** BEGIN MATERIAL SUPPLIED **

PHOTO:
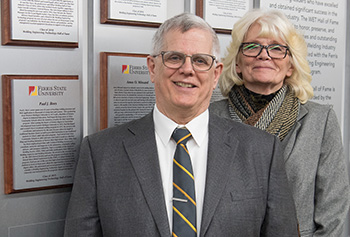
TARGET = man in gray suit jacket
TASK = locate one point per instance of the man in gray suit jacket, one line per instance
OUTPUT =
(123, 183)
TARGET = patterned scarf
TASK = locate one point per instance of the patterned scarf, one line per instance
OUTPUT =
(275, 113)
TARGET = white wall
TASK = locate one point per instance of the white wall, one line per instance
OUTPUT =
(42, 213)
(39, 213)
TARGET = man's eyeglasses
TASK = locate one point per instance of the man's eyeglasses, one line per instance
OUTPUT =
(275, 51)
(174, 60)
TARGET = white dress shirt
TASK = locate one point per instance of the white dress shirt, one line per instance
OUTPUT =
(198, 149)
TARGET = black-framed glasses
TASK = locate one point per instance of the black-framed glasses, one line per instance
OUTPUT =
(174, 60)
(276, 51)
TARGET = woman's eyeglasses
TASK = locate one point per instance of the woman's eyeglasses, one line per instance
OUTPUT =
(276, 51)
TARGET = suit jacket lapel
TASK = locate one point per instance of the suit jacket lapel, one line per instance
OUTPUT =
(289, 141)
(142, 150)
(221, 153)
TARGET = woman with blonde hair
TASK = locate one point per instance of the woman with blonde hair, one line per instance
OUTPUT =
(266, 82)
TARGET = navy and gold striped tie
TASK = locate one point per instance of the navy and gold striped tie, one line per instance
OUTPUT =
(184, 200)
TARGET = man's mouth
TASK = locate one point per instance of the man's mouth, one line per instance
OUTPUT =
(186, 85)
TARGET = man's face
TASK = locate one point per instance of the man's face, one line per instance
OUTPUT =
(184, 90)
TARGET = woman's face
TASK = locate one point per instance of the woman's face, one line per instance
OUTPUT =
(262, 74)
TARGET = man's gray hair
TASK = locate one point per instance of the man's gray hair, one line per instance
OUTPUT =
(184, 22)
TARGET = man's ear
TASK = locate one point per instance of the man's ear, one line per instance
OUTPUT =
(238, 68)
(151, 64)
(217, 73)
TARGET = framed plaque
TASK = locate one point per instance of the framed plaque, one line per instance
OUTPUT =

** END MATERIAL SUPPLIED **

__PROBLEM REQUIREMENTS__
Quote every line of the records above exactly; no picture is to be copied.

__ANSWER TO THE EXERCISE__
PHOTO:
TARGET = man in gray suit jacket
TASK = locate one point per instance of the man in gray suit jacket, one line per instance
OUTPUT =
(123, 183)
TARGET = patterned scarf
TASK = locate one point per instance of the patterned scarf, one line per instance
OUTPUT =
(275, 113)
TARGET = white wall
TASK = locate one point per instance of the white wall, one line per instance
OUTPUT =
(42, 213)
(39, 213)
TARGET = man's eyeglasses
TASK = locate one point per instance of the man's eyeglasses, one line per instance
OUTPUT =
(275, 51)
(174, 60)
TARGET = white dress shirt
TASK = locate one point per instance of the white dress shirt, one line per instance
OUTPUT =
(198, 149)
TARGET = black-framed glasses
TASK = locate one point per instance of the black-framed glasses, one line per instance
OUTPUT =
(174, 60)
(276, 51)
TARGET = woman's eyeglasses
TASK = locate one point per instance of the woman's eyeglasses, one line per instance
OUTPUT =
(276, 51)
TARGET = suit jacket lapel
TASK = locate one point per instance of the suit jacket lapel, one line per instance
OUTPUT =
(289, 141)
(142, 150)
(221, 153)
TARGET = woman with blonde hair
TASK = locate one point per instance of the woman with blonde hair, one line per instance
OUTPUT =
(266, 82)
TARGET = navy and gold striped tie
TASK = locate one point per instance of the navy and gold striped tie, one line per instance
OUTPUT =
(184, 200)
TARGET = man's mouth
TASK = locate one point per instance of the man's mouth, one line per instance
OUTPUT =
(186, 85)
TARGET = man's face
TASK = locate one point per instance of the man's face, one line per instance
OUTPUT =
(184, 90)
TARGET = woman's face
TASK = locate one point per instance of the woman's face, one line per instance
OUTPUT =
(262, 74)
TARGET = man's gray hair
TASK = locate one point per instance of the man's gray hair, one line per instance
OUTPUT =
(184, 22)
TARGET = man's ear
TASK = locate one point per instance of the man's ear, one line per instance
OUTPUT =
(238, 68)
(151, 64)
(217, 73)
TARGET = framed plaque
TASK = locate one point per instance of the framed plaque, one line per instance
OUTPUT =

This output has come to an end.